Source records

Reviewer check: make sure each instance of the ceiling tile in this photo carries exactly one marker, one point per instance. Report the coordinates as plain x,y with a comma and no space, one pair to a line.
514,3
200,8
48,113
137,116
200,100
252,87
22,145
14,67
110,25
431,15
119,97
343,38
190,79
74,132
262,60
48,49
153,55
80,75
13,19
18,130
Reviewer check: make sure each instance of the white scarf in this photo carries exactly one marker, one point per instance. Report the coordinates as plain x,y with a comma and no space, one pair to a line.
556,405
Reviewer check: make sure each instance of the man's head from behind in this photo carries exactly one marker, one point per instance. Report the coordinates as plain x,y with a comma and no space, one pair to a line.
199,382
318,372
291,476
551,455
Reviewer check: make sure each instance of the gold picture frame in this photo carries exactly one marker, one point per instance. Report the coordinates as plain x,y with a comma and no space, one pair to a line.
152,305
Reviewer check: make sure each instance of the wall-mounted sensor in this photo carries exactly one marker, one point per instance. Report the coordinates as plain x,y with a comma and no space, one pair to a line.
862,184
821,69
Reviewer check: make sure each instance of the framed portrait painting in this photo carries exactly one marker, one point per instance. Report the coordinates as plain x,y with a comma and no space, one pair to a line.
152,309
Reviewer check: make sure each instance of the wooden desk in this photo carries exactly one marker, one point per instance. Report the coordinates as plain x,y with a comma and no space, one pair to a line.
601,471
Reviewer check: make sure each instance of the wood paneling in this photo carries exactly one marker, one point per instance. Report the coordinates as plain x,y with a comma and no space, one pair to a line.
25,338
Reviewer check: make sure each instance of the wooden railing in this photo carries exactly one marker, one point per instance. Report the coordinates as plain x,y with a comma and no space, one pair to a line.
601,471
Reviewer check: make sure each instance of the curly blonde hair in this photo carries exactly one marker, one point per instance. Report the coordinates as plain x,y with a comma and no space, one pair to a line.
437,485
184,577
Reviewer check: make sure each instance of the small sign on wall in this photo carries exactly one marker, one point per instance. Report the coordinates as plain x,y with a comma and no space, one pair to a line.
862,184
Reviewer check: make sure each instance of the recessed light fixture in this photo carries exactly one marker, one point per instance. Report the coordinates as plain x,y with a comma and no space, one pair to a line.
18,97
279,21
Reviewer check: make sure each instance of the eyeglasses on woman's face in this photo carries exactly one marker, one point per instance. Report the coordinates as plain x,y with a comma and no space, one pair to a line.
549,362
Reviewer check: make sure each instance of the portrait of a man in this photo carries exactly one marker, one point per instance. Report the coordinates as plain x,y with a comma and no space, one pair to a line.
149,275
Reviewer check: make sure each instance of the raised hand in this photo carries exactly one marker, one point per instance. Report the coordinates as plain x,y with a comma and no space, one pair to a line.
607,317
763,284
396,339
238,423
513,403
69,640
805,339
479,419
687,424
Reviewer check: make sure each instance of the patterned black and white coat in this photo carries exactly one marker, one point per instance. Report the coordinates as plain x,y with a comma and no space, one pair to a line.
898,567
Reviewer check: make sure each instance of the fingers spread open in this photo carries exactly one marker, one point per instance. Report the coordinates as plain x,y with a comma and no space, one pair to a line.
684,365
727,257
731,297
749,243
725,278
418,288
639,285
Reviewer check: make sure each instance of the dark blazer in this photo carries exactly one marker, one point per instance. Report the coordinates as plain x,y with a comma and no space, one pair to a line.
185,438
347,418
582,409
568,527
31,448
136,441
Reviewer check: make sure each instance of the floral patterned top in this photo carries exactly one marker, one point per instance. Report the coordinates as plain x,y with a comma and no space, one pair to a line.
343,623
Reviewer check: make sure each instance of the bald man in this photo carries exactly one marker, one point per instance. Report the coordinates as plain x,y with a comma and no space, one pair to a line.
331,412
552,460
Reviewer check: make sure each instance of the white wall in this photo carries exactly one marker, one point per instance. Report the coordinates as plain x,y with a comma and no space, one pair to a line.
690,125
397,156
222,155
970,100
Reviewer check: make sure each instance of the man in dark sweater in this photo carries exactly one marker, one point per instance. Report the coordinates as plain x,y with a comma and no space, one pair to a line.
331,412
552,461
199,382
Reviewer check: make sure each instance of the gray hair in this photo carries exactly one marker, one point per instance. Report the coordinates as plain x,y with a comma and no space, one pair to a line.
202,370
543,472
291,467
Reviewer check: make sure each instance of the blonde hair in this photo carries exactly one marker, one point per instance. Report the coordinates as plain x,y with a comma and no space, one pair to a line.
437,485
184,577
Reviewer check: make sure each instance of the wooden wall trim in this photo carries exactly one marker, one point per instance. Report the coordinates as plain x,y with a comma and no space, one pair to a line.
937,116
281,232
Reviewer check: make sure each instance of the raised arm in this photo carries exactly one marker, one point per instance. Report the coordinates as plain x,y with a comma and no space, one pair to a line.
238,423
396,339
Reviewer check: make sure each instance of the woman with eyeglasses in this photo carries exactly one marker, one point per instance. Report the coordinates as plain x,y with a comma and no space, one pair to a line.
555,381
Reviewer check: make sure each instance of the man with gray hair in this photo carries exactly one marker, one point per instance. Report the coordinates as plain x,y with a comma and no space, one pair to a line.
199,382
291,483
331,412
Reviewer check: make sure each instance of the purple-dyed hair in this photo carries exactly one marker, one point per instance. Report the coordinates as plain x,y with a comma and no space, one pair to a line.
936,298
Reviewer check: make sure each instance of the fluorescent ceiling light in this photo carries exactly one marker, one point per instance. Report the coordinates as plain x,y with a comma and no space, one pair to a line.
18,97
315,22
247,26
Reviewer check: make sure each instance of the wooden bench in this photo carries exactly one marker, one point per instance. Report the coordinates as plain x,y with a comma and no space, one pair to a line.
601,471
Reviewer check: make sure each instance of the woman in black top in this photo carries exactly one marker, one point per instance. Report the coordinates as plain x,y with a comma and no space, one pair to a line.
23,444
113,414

==

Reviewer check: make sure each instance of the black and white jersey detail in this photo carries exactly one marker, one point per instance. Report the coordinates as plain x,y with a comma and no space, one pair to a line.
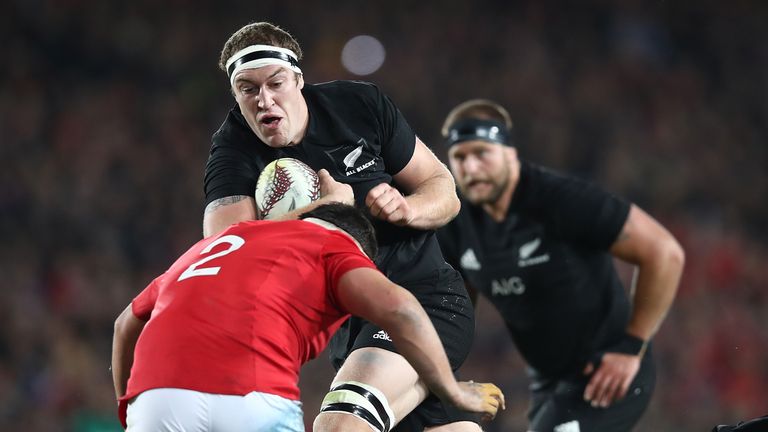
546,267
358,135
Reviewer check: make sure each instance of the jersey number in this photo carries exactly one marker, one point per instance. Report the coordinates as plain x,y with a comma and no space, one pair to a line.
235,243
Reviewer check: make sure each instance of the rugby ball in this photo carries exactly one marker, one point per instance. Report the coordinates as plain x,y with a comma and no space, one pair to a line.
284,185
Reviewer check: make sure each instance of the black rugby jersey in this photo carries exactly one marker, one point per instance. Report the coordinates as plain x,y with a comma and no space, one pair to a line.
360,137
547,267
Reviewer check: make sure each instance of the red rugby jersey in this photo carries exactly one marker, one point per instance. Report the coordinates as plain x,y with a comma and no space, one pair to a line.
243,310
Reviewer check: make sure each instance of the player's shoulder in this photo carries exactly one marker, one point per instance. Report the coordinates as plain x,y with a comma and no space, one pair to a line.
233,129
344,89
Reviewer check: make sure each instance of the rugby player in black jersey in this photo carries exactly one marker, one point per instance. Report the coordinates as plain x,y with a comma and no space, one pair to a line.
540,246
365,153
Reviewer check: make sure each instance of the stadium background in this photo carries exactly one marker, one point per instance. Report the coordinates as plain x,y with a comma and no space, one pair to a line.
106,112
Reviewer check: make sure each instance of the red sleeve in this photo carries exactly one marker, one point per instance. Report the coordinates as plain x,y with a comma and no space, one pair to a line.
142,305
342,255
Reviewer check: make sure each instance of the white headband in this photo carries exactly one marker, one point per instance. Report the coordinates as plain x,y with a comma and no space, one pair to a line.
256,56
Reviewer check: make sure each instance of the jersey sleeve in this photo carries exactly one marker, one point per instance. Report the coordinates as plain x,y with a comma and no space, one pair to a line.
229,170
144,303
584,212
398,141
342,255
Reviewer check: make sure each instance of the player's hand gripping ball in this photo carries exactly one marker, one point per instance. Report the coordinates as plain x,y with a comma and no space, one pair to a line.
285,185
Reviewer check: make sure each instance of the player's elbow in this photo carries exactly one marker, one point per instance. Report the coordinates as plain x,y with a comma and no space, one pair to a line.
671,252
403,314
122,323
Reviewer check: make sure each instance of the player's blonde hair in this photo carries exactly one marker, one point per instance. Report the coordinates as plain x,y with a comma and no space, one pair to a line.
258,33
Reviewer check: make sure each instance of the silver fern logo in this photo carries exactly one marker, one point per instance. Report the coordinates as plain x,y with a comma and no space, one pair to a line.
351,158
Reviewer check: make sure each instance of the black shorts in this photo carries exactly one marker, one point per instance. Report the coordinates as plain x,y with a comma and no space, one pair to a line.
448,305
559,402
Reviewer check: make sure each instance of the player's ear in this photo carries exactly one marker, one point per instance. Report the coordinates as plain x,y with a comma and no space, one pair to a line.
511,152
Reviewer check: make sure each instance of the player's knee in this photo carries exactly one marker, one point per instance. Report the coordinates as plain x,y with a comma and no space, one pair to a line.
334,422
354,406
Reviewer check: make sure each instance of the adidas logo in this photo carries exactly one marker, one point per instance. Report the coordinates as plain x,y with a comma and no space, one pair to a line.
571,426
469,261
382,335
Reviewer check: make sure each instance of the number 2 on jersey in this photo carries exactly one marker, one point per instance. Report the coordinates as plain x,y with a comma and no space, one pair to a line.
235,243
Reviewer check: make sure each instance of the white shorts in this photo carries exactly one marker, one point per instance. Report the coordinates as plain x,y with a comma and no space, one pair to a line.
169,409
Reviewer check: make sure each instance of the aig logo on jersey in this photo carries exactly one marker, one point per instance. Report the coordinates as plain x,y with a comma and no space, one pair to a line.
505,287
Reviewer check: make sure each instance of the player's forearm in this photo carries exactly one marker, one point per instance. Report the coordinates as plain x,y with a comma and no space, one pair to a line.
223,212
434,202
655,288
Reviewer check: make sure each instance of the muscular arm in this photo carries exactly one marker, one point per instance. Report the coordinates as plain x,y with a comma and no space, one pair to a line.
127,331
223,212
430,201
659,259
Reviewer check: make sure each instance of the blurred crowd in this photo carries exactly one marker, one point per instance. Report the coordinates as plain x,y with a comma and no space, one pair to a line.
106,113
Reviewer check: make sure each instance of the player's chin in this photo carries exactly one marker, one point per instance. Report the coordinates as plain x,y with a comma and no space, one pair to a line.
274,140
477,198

...

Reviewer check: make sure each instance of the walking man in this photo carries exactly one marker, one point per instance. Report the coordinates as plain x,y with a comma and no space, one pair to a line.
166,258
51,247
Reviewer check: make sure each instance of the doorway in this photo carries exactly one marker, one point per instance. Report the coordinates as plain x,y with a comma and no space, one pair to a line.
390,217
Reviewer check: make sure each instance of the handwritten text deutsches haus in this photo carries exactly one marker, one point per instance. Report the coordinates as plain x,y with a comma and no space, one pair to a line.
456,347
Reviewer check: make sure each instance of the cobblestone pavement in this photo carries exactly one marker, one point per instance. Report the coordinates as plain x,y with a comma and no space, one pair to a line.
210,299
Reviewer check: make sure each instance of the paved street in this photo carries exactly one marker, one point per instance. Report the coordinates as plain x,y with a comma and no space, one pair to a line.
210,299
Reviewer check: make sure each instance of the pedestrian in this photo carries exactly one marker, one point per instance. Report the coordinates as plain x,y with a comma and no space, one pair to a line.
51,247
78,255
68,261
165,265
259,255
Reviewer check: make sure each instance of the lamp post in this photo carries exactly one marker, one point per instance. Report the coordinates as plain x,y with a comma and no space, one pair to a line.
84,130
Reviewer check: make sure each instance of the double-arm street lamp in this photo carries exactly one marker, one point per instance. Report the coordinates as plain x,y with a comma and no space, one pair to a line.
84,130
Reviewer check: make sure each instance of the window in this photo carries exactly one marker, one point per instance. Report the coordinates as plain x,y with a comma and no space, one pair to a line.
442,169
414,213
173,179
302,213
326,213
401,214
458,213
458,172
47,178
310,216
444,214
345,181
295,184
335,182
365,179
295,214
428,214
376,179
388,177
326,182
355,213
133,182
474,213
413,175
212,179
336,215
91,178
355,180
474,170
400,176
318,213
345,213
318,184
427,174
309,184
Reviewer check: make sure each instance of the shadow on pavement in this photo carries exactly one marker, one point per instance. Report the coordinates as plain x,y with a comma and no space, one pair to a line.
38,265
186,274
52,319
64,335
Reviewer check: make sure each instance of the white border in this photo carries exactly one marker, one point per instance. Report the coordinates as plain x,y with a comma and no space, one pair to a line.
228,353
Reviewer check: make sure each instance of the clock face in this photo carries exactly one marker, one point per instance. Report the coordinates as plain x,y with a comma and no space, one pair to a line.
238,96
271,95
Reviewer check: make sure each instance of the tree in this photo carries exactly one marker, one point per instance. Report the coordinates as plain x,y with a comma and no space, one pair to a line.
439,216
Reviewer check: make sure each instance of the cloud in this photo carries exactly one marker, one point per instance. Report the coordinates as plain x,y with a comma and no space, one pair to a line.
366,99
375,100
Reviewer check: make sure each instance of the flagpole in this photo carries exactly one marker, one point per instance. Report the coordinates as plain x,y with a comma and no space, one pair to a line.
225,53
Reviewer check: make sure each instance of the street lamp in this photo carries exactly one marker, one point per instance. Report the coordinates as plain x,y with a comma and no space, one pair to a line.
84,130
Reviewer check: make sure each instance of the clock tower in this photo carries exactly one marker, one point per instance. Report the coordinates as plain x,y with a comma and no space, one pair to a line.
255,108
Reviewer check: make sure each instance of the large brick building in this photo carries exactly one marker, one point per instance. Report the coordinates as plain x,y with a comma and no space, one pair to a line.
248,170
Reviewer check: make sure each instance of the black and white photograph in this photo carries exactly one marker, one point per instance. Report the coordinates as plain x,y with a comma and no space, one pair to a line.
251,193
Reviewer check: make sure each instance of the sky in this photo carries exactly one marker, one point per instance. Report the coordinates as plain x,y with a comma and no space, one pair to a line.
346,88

● Exercise instructions: Identify every line in the entries above that contains the word "small" and copy each of those lines in full. Letter case matters.

● Answer to the problem:
Reviewer check: make sure each instance of the small sign on wall in this photo carries exactly one marker, one point per instance. Report the coordinates as plain x,y with a comma and no space, one pair to a line.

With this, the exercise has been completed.